[Given exercise] List every line in the records below that contains the string "story", matching case exactly.

--- start Source material ---

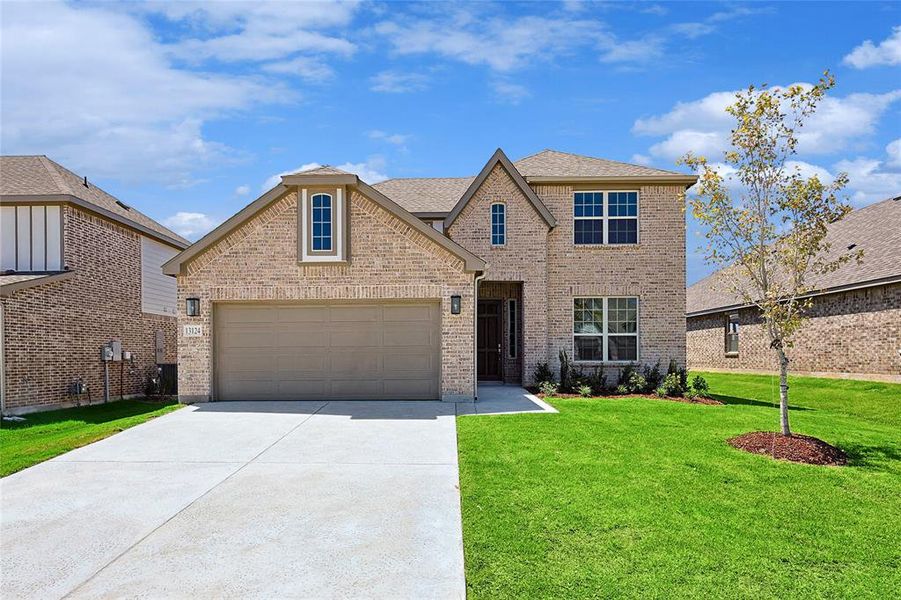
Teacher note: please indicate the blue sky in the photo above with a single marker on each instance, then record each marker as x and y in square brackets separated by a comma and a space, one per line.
[187, 109]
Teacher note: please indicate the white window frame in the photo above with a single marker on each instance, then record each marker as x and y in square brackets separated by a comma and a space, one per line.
[491, 223]
[513, 349]
[605, 217]
[605, 333]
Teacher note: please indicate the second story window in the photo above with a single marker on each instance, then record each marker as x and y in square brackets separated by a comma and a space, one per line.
[605, 218]
[498, 224]
[322, 222]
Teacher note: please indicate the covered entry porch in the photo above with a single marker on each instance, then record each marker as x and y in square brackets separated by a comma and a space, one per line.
[499, 332]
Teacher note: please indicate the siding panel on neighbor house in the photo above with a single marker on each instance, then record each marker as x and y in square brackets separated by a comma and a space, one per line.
[158, 291]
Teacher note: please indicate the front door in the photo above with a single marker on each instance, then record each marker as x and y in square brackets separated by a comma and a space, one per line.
[488, 344]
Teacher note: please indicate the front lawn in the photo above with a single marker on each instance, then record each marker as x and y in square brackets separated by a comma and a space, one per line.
[45, 435]
[644, 498]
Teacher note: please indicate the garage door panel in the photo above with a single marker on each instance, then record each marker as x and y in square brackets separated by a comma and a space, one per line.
[322, 351]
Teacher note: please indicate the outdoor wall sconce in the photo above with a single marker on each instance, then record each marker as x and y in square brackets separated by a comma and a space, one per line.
[193, 307]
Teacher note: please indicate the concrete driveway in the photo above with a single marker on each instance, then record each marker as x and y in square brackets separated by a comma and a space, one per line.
[245, 499]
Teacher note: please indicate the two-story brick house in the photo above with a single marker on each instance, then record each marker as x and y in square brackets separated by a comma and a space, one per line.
[326, 287]
[79, 269]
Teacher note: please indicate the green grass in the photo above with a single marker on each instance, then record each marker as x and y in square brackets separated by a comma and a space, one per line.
[45, 435]
[643, 498]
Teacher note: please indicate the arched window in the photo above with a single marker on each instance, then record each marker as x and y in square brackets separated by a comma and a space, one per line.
[498, 224]
[322, 222]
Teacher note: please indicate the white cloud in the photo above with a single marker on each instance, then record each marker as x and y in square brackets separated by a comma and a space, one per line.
[107, 101]
[501, 44]
[893, 150]
[509, 92]
[888, 52]
[257, 31]
[369, 171]
[190, 225]
[309, 68]
[395, 82]
[703, 126]
[396, 139]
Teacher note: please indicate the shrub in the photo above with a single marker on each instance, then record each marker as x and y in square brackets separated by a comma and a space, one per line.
[671, 386]
[543, 373]
[548, 388]
[699, 387]
[568, 373]
[652, 376]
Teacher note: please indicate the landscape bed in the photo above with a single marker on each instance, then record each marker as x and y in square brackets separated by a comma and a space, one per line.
[627, 497]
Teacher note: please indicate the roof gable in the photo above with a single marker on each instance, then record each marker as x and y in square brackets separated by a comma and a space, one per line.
[175, 265]
[37, 178]
[499, 158]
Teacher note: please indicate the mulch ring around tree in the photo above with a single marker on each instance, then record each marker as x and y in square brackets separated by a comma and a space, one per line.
[696, 400]
[796, 448]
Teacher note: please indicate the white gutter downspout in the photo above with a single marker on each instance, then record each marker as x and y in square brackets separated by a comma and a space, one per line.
[475, 336]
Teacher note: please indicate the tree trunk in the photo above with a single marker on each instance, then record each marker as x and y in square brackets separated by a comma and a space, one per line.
[783, 390]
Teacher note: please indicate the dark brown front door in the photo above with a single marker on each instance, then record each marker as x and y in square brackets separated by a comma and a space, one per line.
[488, 344]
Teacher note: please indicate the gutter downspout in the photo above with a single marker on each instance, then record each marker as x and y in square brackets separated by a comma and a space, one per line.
[475, 335]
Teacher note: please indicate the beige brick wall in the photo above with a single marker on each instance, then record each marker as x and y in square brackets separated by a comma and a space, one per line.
[653, 270]
[850, 333]
[388, 260]
[523, 258]
[53, 332]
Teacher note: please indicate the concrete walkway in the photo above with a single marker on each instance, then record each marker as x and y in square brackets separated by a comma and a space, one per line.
[245, 499]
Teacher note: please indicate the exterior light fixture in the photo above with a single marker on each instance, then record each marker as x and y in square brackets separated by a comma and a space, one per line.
[193, 307]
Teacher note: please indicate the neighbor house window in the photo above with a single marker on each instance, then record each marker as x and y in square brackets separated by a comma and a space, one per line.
[605, 329]
[322, 222]
[498, 224]
[605, 217]
[512, 328]
[732, 334]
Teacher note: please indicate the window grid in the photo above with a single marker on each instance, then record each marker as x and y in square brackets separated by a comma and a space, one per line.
[322, 222]
[512, 328]
[609, 218]
[605, 329]
[498, 224]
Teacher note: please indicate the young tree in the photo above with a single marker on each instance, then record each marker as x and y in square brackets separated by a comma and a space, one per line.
[765, 221]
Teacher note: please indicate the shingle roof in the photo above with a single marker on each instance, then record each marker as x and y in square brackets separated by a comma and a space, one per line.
[440, 194]
[875, 229]
[40, 176]
[552, 163]
[425, 194]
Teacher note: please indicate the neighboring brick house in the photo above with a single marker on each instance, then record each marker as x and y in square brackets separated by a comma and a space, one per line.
[326, 287]
[854, 329]
[79, 269]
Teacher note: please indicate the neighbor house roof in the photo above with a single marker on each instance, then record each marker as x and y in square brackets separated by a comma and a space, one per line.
[38, 179]
[875, 229]
[321, 176]
[436, 196]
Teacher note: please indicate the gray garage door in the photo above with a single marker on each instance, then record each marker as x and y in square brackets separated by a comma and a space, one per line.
[327, 351]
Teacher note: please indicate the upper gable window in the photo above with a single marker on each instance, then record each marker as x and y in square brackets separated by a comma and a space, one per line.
[498, 224]
[605, 217]
[322, 225]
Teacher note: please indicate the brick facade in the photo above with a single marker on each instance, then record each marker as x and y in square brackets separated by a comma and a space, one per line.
[522, 259]
[389, 259]
[854, 333]
[53, 332]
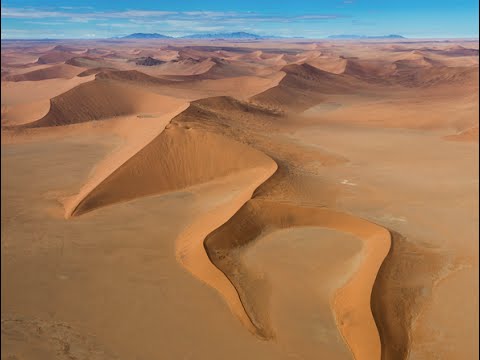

--- end Source material ---

[Task answer]
Teacher note: please indicate the second story window in the photo above with a single marker on each instance, then record each marker as x and y in square brackets separated by a comma and a space, one per line.
Teacher note: please indicate the two-story brick house in the photo above with a single marker on each instance, then record each marker as x and y in square brackets separated by a comma and a space, one per line.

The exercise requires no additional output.